• [WHAT THE TASK ASKS]: Pull out each line of the items below that contains the word "white" and list those lines in their original order.

▽

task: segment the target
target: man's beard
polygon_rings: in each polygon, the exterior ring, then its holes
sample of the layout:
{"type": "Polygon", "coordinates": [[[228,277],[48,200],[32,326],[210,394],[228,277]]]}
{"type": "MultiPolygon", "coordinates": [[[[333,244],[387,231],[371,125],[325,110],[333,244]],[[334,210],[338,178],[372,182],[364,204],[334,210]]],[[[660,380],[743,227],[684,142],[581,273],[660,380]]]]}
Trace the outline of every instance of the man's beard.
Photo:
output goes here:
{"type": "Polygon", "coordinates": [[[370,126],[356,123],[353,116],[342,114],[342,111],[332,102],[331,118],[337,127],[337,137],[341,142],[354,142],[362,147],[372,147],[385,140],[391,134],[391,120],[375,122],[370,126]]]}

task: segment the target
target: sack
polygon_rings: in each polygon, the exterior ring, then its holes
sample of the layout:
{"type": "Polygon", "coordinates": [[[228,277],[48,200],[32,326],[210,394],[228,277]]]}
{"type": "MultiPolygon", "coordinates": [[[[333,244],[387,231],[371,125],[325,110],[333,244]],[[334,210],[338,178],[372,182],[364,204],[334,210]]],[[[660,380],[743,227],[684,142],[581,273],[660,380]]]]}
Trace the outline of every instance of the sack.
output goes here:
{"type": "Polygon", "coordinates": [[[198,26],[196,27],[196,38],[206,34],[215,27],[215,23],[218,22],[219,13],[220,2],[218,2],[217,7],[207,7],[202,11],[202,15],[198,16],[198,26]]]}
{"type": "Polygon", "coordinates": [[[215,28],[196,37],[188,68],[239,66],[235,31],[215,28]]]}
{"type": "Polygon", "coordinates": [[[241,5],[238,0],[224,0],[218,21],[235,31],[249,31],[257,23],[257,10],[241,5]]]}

△
▽

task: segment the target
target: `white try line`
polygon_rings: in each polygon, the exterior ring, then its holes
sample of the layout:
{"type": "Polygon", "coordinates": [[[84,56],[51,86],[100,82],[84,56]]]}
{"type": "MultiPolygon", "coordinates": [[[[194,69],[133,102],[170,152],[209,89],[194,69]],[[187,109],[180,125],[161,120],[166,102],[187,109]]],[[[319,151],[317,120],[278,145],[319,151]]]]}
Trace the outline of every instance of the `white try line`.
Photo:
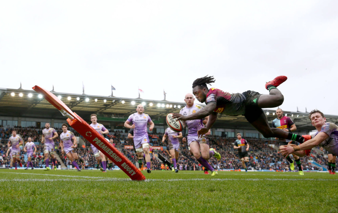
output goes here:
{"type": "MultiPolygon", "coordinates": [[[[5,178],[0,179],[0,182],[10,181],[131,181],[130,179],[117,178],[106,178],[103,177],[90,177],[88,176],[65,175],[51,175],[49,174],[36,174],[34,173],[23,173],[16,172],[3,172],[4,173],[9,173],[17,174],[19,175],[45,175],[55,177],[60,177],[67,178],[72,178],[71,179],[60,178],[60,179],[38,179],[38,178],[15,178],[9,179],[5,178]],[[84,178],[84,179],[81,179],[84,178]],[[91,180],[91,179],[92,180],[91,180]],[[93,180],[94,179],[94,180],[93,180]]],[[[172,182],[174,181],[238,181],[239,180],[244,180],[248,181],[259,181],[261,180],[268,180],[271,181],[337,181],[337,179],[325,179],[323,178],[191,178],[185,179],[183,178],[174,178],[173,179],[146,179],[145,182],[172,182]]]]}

△

• [SOLUTION TO THE EXERCISE]:
target: `white try line`
Trace the outline of every instance of the `white try line`.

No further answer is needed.